» INFORMATION PROVIDED:

####################

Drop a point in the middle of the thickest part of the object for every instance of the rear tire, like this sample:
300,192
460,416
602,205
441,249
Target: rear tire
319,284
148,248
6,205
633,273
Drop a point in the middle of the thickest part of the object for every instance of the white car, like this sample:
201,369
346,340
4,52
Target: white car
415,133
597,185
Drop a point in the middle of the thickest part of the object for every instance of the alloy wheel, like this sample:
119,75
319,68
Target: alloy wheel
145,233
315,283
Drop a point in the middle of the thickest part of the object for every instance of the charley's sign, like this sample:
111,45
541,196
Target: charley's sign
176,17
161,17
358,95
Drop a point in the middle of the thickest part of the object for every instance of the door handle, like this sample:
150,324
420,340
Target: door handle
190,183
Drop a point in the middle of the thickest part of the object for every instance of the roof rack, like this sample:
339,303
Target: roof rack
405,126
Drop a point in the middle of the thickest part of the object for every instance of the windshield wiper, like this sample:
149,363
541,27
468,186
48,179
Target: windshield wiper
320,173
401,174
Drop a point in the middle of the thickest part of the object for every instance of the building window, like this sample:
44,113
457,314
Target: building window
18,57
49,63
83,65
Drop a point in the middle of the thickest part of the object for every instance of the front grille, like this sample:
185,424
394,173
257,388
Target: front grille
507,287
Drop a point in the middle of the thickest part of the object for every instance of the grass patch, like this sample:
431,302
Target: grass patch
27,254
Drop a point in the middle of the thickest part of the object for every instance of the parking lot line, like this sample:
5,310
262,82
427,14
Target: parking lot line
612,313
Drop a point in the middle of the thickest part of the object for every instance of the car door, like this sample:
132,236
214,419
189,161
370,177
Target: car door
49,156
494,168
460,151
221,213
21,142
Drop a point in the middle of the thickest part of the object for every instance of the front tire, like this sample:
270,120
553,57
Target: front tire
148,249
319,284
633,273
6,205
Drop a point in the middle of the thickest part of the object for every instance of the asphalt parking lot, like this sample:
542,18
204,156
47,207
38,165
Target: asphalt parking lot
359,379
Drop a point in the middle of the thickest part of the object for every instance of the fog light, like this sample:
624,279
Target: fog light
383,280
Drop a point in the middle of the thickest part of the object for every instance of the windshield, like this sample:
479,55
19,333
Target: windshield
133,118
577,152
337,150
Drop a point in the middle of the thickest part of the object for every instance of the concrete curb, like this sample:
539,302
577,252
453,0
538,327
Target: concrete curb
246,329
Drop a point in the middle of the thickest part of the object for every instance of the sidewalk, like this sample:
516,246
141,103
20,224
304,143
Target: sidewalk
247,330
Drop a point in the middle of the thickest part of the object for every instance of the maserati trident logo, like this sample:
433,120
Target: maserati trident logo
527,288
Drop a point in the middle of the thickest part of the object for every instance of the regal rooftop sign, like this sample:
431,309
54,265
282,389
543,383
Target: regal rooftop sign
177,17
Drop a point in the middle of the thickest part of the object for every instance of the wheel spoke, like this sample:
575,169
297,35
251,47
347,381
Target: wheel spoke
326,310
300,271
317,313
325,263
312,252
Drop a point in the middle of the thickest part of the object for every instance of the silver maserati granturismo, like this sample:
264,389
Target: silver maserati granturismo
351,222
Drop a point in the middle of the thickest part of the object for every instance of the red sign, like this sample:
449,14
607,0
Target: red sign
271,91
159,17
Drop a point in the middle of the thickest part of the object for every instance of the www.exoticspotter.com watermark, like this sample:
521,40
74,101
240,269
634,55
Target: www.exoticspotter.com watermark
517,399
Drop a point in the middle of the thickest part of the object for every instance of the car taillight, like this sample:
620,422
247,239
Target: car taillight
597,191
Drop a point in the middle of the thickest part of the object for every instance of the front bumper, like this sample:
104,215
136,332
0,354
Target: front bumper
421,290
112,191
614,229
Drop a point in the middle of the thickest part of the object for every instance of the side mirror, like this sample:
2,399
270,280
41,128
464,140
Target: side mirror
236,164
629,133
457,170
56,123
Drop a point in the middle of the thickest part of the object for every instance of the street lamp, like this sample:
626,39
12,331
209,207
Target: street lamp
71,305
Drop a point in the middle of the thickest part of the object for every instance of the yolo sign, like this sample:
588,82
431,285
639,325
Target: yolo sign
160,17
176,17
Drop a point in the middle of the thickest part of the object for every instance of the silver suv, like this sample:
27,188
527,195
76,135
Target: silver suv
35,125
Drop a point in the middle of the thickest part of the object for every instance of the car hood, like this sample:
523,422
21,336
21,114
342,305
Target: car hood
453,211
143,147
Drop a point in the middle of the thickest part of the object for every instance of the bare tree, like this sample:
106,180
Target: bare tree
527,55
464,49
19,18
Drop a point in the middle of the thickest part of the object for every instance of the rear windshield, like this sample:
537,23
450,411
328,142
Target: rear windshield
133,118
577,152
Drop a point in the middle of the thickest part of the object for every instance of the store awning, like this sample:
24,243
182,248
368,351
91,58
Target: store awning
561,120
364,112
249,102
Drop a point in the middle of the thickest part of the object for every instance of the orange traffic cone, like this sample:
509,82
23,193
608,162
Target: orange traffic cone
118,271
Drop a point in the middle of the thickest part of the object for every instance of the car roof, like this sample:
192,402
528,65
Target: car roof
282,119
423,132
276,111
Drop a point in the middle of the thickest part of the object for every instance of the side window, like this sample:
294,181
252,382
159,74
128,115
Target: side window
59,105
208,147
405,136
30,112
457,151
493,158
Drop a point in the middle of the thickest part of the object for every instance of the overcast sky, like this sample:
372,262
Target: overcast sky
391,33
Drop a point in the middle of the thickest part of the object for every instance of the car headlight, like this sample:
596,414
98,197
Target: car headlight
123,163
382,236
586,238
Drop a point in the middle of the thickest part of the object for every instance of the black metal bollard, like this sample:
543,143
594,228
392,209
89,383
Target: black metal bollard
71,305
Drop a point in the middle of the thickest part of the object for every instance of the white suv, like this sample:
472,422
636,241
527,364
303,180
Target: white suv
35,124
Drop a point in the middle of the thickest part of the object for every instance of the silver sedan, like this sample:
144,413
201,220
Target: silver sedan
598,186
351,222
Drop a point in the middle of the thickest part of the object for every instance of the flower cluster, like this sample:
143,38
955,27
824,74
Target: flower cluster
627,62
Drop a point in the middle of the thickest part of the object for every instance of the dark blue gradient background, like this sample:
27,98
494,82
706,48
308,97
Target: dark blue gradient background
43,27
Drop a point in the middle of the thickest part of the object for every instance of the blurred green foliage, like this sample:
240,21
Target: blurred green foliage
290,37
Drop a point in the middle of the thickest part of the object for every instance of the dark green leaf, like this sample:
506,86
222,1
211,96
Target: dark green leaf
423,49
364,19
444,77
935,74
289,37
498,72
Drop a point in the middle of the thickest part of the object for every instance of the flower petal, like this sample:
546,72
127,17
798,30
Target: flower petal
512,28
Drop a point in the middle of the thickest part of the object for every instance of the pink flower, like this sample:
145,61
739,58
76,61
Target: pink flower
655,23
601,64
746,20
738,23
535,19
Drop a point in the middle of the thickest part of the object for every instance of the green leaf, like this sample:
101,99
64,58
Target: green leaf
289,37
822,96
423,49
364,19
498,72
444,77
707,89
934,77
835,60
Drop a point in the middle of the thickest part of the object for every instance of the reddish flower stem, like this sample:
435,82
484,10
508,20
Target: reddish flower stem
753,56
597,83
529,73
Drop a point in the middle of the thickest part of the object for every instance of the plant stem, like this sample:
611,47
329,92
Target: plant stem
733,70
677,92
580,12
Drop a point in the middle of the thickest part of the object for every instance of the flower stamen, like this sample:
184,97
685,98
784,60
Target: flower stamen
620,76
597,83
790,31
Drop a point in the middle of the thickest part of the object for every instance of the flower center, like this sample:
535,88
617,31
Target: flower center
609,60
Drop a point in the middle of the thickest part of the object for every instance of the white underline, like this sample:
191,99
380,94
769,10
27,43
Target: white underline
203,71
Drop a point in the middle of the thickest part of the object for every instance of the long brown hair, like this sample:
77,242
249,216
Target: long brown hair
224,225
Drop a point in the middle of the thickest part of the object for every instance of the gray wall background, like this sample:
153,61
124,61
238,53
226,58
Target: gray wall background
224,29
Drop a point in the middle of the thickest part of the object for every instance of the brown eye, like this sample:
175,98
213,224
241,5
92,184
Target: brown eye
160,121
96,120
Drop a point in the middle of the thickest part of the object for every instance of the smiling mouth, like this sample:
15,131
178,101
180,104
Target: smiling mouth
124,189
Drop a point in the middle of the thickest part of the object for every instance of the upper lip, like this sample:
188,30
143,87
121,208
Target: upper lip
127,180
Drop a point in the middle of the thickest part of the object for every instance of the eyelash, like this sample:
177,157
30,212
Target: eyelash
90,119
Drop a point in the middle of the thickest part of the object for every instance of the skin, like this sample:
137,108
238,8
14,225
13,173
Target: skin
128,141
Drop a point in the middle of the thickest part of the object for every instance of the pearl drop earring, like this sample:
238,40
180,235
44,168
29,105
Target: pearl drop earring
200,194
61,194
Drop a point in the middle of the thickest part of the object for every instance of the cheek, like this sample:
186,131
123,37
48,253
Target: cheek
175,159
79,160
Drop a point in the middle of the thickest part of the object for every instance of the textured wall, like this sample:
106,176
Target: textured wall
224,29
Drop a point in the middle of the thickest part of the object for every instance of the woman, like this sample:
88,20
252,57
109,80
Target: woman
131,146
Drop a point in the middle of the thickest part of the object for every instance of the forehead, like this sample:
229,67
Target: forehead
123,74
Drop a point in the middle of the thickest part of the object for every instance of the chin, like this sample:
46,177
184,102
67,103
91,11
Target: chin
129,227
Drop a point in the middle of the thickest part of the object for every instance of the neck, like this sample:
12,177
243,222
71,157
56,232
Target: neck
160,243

####################

» TASK GOAL: Retype, exactly and only, the lines running from the one with "of the upper" through the final line of the listing above.

» SOLUTION FOR THIS PROBLEM:
Drop a point in the middle of the thickest part of the object for every instance of the upper lip, like this sample:
188,30
143,87
121,208
Target: upper lip
127,180
Drop a point in the middle of the thickest part of the object for every instance of the eyelash, like this sample:
177,157
30,212
Target: eyelash
90,119
Drop a point in the middle of the thickest part of the object for every instance of the skin, like this sample:
137,108
238,8
14,225
13,173
Target: skin
128,141
Drop a point in the middle of the thickest part of the object for every instance of the pearl drop earring, like this sample:
238,40
180,235
44,168
29,105
Target: pearl drop earring
200,194
61,194
Drop a point in the middle of the thickest part of the object for every instance of the cheek, like this sample:
186,131
123,37
48,253
Target: cheek
175,159
79,160
Drop a point in the middle of the thickest part of the object for every instance of the textured wall, like this sample:
106,176
Target: textured wall
224,29
Drop a point in the middle of the thickest part of the object for every instance of the woman, like this sample:
88,20
252,57
109,80
Target: woman
131,146
Drop a point in the middle of the thickest part of the object for every instance of the forehead, like this sample:
229,67
Target: forehead
123,74
Drop a point in the middle of the thickest part of the object for every instance of the chin, like this sample:
46,177
184,102
67,103
91,11
Target: chin
129,227
Drop a point in the middle of the thickest part of the object for every instance of the neck, like this sample:
12,177
243,222
71,157
56,232
Target: neck
160,243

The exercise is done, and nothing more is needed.